## Texto citado
03/03/2004 - 10:00
Não tem como escapar. Se não aconteceu ainda, espere. Em algum momento da sua vida, você será arrastado por uma força maior que vai fazer você sair do caminho, desvirtuar convicções, mudar conceitos. Não, não se trata de nenhum fenômeno metafísico, mas, sim, de uma característica inerente a alguns homens e mulheres. Tal qualidade – ou defeito, depende do ponto de vista – atende pelo nome de sedução. Mais do que o apelo sexual ao qual foi atrelado, o verbo seduzir tem mil utilidades. Leva incautas donas-de-casa a comprar absurdos só porque não resistiram ao fascínio de um vendedor. Faz com que multidões sigam, encantadas, as idéias de certos políticos. E, mesmo em casa, alguns pais conseguem lançar mão deste recurso para fazer com que os filhos acreditem nas suas idéias. O ato de seduzir é, portanto, o combustível que azeita a sociedade.

## Enunciado
Responda com base no texto sobre a sedução:
(a) Por qual nome atende a qualidade, inerente a alguns homens e mulheres, que arrasta as pessoas para fora do caminho?
(b) Segundo o texto, por que incautas donas-de-casa compram absurdos?
(c) O que é o ato de seduzir, de acordo com a última frase?
Os registros a seguir constituem um material à parte, independente do texto sobre a sedução.

Dados de anotação por pontos:
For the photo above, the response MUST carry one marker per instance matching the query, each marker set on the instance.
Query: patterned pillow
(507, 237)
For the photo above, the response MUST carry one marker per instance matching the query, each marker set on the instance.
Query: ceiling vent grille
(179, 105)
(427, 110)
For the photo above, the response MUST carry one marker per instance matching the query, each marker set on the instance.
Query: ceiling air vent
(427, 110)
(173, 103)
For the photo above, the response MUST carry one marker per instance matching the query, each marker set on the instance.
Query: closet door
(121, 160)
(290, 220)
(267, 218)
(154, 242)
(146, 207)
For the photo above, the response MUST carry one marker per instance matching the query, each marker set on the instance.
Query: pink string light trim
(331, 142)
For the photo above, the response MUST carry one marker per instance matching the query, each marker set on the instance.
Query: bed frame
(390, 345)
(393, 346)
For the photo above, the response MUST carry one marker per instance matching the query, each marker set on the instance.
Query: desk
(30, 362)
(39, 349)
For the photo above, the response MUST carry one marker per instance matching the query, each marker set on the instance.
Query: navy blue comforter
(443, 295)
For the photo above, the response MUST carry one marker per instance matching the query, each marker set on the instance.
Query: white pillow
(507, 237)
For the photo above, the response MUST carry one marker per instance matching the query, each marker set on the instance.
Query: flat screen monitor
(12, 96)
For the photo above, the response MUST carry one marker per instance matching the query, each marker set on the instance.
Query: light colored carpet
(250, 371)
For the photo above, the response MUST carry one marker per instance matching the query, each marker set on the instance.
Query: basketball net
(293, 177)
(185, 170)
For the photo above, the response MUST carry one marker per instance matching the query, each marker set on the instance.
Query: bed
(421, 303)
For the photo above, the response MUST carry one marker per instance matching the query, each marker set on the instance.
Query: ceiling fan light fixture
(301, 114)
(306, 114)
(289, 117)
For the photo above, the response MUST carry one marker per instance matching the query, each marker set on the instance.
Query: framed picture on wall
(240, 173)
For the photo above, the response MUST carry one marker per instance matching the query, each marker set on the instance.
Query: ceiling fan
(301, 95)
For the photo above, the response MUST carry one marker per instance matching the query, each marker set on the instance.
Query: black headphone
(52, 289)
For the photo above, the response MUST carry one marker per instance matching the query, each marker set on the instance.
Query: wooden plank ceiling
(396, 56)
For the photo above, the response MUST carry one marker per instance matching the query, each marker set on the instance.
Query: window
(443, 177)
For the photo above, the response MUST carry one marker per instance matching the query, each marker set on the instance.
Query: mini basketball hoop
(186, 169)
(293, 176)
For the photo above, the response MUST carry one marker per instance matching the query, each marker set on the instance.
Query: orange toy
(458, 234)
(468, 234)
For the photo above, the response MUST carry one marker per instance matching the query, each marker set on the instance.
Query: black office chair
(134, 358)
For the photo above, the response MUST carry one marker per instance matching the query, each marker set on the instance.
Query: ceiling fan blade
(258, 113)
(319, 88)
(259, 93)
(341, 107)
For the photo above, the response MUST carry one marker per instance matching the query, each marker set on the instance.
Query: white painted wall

## Resolução
(a) Atende pelo nome de sedução.
(b) Porque não resistiram ao fascínio de um vendedor.
(c) É o combustível que azeita a sociedade.